WHAT IS BEING ASKED → Pick out each line in the listing below that contains the word "island", and copy those lines.

------------------------------------------------------------------------

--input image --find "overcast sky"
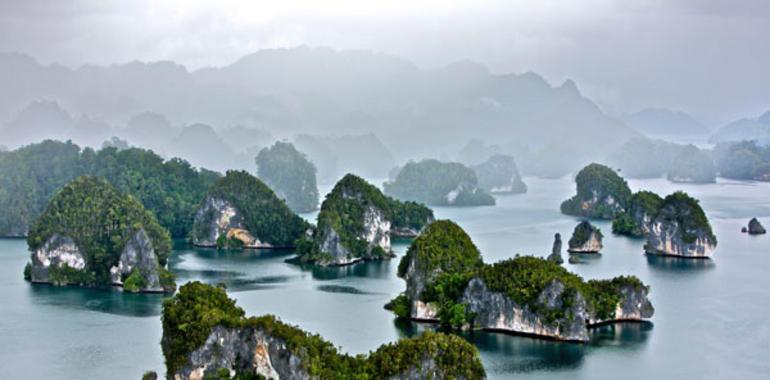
[0,0,770,124]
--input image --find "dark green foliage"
[384,160,495,206]
[208,170,310,247]
[255,141,318,212]
[568,220,604,248]
[0,140,218,237]
[161,282,485,380]
[27,176,171,285]
[655,191,717,244]
[398,220,483,278]
[297,174,433,261]
[714,141,770,181]
[612,191,663,237]
[667,145,717,183]
[123,268,147,293]
[561,164,631,219]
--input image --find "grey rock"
[548,233,564,264]
[110,228,163,292]
[748,218,767,235]
[31,234,86,285]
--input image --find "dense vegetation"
[612,191,663,237]
[27,176,173,290]
[196,170,310,247]
[561,164,631,219]
[667,145,717,183]
[480,256,644,323]
[255,141,318,213]
[655,191,717,244]
[568,220,604,248]
[714,141,770,181]
[384,160,495,206]
[472,154,527,193]
[161,282,485,380]
[297,174,433,261]
[0,140,218,237]
[387,221,644,327]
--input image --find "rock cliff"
[387,221,654,342]
[191,171,310,249]
[644,192,717,258]
[192,196,272,248]
[25,177,175,292]
[567,220,603,253]
[298,174,433,265]
[548,233,564,264]
[561,164,631,219]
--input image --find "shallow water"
[0,178,770,379]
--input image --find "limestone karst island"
[0,0,770,380]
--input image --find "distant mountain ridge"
[622,108,709,136]
[0,47,638,176]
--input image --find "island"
[612,191,663,237]
[567,220,604,253]
[386,220,654,342]
[192,170,310,249]
[471,154,527,194]
[644,191,717,258]
[666,145,717,183]
[0,140,220,238]
[297,174,433,266]
[255,141,318,213]
[24,176,176,292]
[561,163,631,220]
[161,282,486,380]
[741,218,767,235]
[384,159,495,206]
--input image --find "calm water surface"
[0,178,770,379]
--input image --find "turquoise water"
[0,178,770,379]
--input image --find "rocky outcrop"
[173,326,311,380]
[462,278,588,342]
[746,218,767,235]
[471,154,527,194]
[644,192,717,258]
[30,234,86,285]
[297,174,433,266]
[548,233,564,264]
[561,164,631,219]
[192,196,272,248]
[567,220,603,253]
[110,229,169,292]
[644,221,716,258]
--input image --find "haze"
[0,0,770,126]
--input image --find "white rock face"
[110,228,163,292]
[363,206,391,252]
[31,234,86,282]
[644,221,716,258]
[192,197,273,248]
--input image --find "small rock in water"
[548,233,564,264]
[749,218,767,235]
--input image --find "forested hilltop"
[24,176,175,292]
[0,140,220,237]
[255,141,318,212]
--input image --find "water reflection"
[394,319,653,375]
[645,255,716,273]
[29,284,165,317]
[287,259,396,281]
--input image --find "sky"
[0,0,770,126]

------------------------------------------------------------------------

EXERCISE OUTPUT →
--input image --find "limestone karst island"
--input image --find "island"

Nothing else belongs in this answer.